# Best exercise youtube vids or free apps for losing weight



## threebirds

Hi
I'm trying to shift the pounds but don't want to spend any money, so wondering what youtube vids or free exercise apps people would recommend. Particularly cardio, tummy fat weight loss, and interval/circuit training. I don't have much space to move around as house is cluttered.
Thanks


----------



## mytimewillcum

If you have iphone like myself, type in weightloss on App Store, and there's a few free ones on there , also I used YouTube for weightloss, if u type in fitness blender on YouTube, loads of workout videos will come up, I lost two stone following one or two of there workouts, but I ain't gunna lie , there tuff ! &#128514;


----------



## threebirds

Thank you :)
Will do that - if Im going to shift the weight its the tough ones I need!


----------



## mytimewillcum

threebirds said:


> Thank you :)

• • • • • • •

## REQUIRED WORK
Copy the entire forum thread on free workout videos and apps for weight loss, word for word. The entries after this point are separate material and have no connection to the forum thread.

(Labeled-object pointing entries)
• • • • • • •

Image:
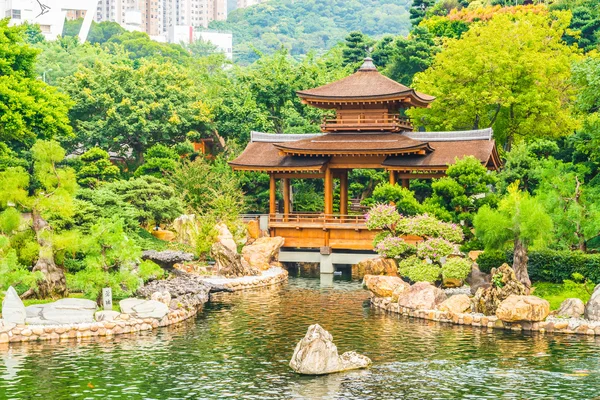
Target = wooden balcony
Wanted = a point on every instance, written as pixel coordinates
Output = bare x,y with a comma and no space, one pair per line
384,123
313,231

• • • • • • •

## ANSWER TO THE TASK
# Best exercise youtube vids or free apps for losing weight



## threebirds

Hi
I'm trying to shift the pounds but don't want to spend any money, so wondering what youtube vids or free exercise apps people would recommend. Particularly cardio, tummy fat weight loss, and interval/circuit training. I don't have much space to move around as house is cluttered.
Thanks


----------



## mytimewillcum

If you have iphone like myself, type in weightloss on App Store, and there's a few free ones on there , also I used YouTube for weightloss, if u type in fitness blender on YouTube, loads of workout videos will come up, I lost two stone following one or two of there workouts, but I ain't gunna lie , there tuff ! &#128514;


----------



## threebirds

Thank you :)
Will do that - if Im going to shift the weight its the tough ones I need!


----------



## mytimewillcum

threebirds said:


> Thank you :)